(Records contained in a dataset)
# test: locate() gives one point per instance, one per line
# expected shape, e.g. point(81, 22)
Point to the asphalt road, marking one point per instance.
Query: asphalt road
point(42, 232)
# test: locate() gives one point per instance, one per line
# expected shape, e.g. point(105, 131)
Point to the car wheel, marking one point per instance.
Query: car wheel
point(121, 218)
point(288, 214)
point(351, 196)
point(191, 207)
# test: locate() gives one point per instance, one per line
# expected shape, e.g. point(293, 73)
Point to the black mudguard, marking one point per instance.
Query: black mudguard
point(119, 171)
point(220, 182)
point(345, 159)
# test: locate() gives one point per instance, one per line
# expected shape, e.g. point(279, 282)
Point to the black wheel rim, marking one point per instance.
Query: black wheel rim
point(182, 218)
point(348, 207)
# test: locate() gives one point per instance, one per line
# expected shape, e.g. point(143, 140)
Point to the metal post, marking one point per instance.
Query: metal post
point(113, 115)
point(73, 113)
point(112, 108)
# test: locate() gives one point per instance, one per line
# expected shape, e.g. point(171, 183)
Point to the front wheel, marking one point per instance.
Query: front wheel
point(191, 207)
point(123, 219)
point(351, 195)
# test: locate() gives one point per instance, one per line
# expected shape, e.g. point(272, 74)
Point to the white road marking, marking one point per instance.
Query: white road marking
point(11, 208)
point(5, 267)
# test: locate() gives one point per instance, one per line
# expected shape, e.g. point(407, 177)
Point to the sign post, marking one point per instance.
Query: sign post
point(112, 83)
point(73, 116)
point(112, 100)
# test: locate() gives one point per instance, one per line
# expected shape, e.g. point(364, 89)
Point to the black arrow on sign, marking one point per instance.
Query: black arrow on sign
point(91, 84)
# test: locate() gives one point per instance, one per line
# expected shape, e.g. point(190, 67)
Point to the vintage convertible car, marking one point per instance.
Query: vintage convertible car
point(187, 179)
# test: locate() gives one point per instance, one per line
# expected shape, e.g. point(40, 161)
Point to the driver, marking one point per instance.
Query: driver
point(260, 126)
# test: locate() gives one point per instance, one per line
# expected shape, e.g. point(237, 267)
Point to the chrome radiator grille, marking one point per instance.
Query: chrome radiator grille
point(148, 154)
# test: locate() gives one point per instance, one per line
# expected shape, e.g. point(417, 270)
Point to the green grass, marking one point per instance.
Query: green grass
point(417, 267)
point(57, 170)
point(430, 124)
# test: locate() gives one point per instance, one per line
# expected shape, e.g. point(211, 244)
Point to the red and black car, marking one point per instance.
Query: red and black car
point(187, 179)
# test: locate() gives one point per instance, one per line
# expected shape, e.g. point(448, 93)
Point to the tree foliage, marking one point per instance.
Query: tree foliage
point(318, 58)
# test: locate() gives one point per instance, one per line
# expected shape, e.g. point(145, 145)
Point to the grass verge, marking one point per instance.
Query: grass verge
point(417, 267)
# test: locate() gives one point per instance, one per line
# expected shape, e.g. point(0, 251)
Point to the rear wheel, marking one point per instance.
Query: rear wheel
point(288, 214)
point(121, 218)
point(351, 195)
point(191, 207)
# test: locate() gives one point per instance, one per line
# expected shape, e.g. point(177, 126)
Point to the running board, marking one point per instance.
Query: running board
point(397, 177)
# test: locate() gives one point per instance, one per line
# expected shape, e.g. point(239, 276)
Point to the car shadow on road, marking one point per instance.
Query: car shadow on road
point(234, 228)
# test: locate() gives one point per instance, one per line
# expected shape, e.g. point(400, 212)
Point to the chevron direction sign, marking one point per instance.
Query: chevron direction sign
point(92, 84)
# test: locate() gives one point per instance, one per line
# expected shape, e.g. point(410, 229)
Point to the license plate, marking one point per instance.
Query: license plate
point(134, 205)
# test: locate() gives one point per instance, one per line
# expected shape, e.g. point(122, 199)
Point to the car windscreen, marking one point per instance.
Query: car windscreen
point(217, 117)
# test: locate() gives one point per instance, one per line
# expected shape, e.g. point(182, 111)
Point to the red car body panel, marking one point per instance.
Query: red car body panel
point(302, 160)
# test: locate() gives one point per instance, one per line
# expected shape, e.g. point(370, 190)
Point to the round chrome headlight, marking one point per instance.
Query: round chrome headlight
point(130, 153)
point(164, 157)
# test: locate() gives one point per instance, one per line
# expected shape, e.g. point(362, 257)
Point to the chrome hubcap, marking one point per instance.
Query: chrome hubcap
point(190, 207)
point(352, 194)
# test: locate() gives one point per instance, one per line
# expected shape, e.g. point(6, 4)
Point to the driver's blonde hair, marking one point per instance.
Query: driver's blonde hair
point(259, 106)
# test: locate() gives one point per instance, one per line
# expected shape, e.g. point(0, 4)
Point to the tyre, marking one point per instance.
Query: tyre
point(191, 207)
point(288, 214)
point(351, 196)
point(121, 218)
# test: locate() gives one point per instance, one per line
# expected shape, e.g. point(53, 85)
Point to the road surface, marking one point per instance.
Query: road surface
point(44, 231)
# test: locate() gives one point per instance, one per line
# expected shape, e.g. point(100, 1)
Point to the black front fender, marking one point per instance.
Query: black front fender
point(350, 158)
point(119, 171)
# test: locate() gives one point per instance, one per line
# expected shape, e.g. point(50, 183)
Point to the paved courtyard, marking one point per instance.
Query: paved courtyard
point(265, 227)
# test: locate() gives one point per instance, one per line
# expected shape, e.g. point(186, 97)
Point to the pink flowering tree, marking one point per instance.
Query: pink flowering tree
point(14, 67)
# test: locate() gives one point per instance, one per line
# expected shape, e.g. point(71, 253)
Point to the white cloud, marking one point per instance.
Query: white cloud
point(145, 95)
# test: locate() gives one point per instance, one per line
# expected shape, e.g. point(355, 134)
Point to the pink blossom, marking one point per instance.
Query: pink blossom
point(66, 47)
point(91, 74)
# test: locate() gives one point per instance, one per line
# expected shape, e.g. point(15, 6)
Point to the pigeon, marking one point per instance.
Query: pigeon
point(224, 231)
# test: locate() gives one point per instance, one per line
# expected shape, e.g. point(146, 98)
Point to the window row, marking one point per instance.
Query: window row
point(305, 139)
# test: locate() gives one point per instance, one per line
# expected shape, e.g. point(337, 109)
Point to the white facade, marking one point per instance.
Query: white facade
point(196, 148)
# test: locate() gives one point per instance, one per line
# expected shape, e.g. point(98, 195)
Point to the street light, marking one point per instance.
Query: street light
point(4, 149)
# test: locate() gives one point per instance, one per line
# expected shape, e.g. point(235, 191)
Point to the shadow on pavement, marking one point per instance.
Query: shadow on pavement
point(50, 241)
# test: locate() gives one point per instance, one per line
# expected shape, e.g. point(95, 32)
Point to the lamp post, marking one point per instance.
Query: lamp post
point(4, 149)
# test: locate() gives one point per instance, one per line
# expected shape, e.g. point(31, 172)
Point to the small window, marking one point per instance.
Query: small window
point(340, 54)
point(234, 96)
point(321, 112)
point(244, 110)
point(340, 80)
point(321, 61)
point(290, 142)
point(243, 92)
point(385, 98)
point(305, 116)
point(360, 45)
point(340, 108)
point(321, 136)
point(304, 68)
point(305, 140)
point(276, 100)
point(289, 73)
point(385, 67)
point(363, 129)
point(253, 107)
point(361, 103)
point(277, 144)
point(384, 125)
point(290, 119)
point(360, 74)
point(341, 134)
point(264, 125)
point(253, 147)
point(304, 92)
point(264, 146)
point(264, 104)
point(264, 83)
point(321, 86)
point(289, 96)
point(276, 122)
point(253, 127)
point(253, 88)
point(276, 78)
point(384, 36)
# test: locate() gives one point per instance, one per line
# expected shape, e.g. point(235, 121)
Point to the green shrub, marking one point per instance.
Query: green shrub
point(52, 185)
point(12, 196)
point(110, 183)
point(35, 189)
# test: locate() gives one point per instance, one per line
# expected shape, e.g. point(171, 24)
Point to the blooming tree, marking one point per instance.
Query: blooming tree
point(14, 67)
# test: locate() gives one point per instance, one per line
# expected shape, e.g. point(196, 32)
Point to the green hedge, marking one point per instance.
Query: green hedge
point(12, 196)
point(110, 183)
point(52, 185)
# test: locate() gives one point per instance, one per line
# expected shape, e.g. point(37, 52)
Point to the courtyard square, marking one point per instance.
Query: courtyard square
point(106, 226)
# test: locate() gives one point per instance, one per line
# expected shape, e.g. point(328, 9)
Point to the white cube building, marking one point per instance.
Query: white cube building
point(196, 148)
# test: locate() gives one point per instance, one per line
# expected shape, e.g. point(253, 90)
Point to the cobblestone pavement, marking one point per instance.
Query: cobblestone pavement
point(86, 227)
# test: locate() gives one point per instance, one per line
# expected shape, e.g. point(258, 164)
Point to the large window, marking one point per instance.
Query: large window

Exercise description:
Starting from the first line of the records above, retype each line exactly up to and including the one that contains "# expected shape, e.g. point(272, 74)", and nothing more.

Written solution:
# test: locate() gives one point per instance, one per line
# expected shape, e.g. point(81, 22)
Point to the asphalt road, marking one point per instance.
Query: asphalt road
point(42, 232)
# test: locate() gives one point per instance, one per line
# expected shape, e.g. point(105, 131)
Point to the car wheel, marking one point per instance.
Query: car wheel
point(121, 218)
point(288, 214)
point(351, 196)
point(191, 207)
# test: locate() gives one point per instance, one per line
# expected shape, e.g. point(293, 73)
Point to the black mudguard, marking one point per instance.
Query: black mudguard
point(119, 171)
point(220, 182)
point(345, 159)
# test: locate() gives one point per instance, one per line
# expected shape, e.g. point(279, 282)
Point to the black wheel rim, marking one point per instance.
Query: black wheel rim
point(182, 218)
point(348, 207)
# test: locate() gives one point per instance, one per line
# expected shape, e.g. point(143, 140)
Point to the metal post, marking one point per instance.
Query: metal post
point(113, 115)
point(73, 113)
point(112, 108)
# test: locate() gives one point per instance, one per line
# expected shape, e.g. point(171, 183)
Point to the front wheel, marking one point per instance.
Query: front wheel
point(191, 207)
point(123, 219)
point(351, 195)
# test: locate() gives one point per instance, one per line
# expected shape, e.g. point(272, 74)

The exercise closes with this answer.